Provided data =>
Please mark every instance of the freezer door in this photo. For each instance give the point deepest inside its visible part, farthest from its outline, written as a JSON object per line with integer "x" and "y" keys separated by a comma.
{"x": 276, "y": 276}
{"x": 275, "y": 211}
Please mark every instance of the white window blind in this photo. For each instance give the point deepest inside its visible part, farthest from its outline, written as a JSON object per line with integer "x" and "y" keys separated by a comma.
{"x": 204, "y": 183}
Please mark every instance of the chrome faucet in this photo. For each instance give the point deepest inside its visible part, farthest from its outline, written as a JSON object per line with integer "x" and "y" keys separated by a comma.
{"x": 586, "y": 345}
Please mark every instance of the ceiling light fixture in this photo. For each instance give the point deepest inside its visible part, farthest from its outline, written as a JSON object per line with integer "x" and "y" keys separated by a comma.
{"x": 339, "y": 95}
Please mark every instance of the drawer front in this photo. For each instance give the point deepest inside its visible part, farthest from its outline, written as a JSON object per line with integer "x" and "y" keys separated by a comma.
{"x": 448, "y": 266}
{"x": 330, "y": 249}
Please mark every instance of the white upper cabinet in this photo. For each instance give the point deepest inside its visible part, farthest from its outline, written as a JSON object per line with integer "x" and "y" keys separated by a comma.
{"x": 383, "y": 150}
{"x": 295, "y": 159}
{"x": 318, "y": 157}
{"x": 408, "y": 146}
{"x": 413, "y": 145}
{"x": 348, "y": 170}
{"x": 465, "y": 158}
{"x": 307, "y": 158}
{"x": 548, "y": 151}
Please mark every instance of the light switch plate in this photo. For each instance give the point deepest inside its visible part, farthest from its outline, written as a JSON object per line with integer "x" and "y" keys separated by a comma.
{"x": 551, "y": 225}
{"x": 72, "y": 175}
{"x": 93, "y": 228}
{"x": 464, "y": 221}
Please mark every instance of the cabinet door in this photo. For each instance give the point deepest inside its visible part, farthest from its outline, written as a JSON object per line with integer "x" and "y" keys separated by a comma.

Required work =>
Arrange all of the records above as a numbered list, leaving out any blank lines.

Answer below =>
1. Please mark every instance of the freezer door in this photo. For each instance give the point deepest inside its visible part, farthest from its outline, written as a JSON object per line with integer "x" and "y" keys separated by a comma.
2. {"x": 276, "y": 276}
3. {"x": 275, "y": 211}
4. Please mark every instance of the white window blind in this photo. For each instance give the point deepest inside its visible part, farthest from its outline, written as a JSON object per line with integer "x" and "y" keys separated by a comma.
5. {"x": 204, "y": 183}
6. Please mark every instance of the chrome faucet in this photo. For each instance give the point deepest inside its visible part, farthest from its outline, written as a JSON object per line with integer "x" and "y" keys separated by a comma.
7. {"x": 586, "y": 345}
8. Please mark every instance of the ceiling light fixture in this photo. For each instance give the point deepest inside its visible part, farthest from its outline, written as a JSON object per line with integer "x" and "y" keys separated by a comma.
9. {"x": 339, "y": 95}
10. Please mark every instance of the drawer front in this photo. For each instance give the point deepest inside its visible part, farthest from its outline, written as a JSON object per line with integer "x" and "y" keys separated by a comma.
11. {"x": 448, "y": 266}
12. {"x": 330, "y": 249}
13. Please mark every instance of the white upper cabinet in this photo. For each instance give the point deepest inside its visible part, farthest from its outline, written as a JSON object per line with integer "x" and "y" keys separated by a comma.
14. {"x": 383, "y": 150}
15. {"x": 295, "y": 159}
16. {"x": 318, "y": 157}
17. {"x": 408, "y": 146}
18. {"x": 413, "y": 145}
19. {"x": 348, "y": 170}
20. {"x": 465, "y": 158}
21. {"x": 307, "y": 158}
22. {"x": 548, "y": 151}
23. Please mark every instance of the light switch plate in this photo. For each instance give the point deepest inside its visible part, farthest from its outline, written as a JSON object per line with integer "x" and "y" keys separated by a comma.
24. {"x": 551, "y": 225}
25. {"x": 72, "y": 175}
26. {"x": 93, "y": 228}
27. {"x": 464, "y": 221}
28. Please mark every instance of the cabinet door in this photo. For each instance give the point deepest inside its visible part, farthest from its outline, written as a JSON object per line with integer "x" and "y" keys separated by a comma.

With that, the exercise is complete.